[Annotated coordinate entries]
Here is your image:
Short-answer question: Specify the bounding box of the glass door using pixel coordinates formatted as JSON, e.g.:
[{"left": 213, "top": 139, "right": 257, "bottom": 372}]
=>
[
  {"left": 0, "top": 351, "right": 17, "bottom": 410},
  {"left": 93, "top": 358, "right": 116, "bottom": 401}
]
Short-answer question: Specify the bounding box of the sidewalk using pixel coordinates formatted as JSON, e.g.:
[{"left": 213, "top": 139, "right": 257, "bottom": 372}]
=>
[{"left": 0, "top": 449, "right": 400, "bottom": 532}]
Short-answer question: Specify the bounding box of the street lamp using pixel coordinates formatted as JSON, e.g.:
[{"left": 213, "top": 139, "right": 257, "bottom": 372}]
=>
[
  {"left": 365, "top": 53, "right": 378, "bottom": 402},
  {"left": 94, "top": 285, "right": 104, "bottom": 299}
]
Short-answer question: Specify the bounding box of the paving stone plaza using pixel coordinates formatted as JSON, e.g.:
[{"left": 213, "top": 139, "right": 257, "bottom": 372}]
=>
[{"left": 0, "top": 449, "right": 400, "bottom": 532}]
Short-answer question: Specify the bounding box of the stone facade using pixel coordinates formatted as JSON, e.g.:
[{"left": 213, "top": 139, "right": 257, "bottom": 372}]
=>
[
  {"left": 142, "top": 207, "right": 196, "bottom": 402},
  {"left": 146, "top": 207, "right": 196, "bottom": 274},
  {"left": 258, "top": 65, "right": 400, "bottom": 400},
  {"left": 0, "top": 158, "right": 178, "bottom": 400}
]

--

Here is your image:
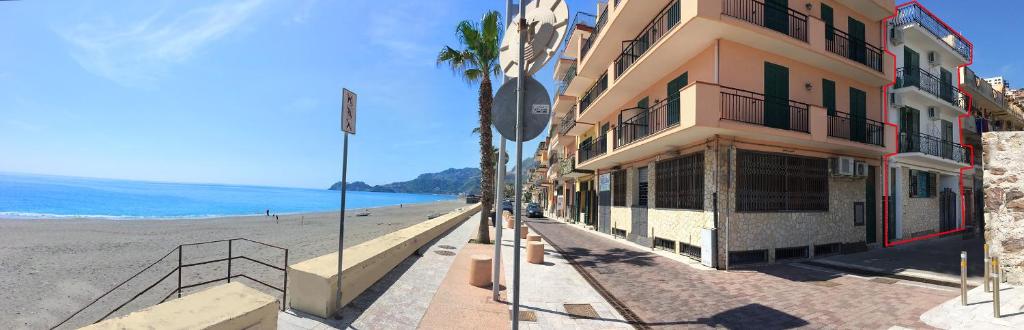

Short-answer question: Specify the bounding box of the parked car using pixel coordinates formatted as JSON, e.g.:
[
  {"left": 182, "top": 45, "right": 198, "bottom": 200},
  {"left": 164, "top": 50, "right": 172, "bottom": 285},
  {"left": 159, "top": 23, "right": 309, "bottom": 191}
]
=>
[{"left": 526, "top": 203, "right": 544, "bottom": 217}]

==

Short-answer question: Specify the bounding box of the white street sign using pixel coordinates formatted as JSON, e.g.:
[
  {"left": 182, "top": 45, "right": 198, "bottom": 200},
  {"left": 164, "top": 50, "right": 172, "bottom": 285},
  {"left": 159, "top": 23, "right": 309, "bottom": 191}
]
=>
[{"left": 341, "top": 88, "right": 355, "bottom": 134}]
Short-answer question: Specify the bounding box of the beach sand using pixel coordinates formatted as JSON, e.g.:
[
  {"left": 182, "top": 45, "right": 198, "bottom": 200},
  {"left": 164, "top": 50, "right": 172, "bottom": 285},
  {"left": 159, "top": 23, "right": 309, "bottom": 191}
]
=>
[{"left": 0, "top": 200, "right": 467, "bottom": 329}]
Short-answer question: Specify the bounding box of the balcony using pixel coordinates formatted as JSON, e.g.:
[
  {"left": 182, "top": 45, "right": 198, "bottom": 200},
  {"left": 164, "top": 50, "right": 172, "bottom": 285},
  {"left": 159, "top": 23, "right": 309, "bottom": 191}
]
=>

#### YOUR INSTRUCTIONS:
Which lines in the entries above contain the word "stone"? Return each such line in full, treating uppercase and lowercase as different.

#### REPLY:
Short-answer question: Specify the bounding box of the paving stone plaza using pixel coordinates formatted as JSON, e.g.:
Short-answer question: Specify the bounding box of the stone facade using pixel coordinates formatted as JSON, e.g.:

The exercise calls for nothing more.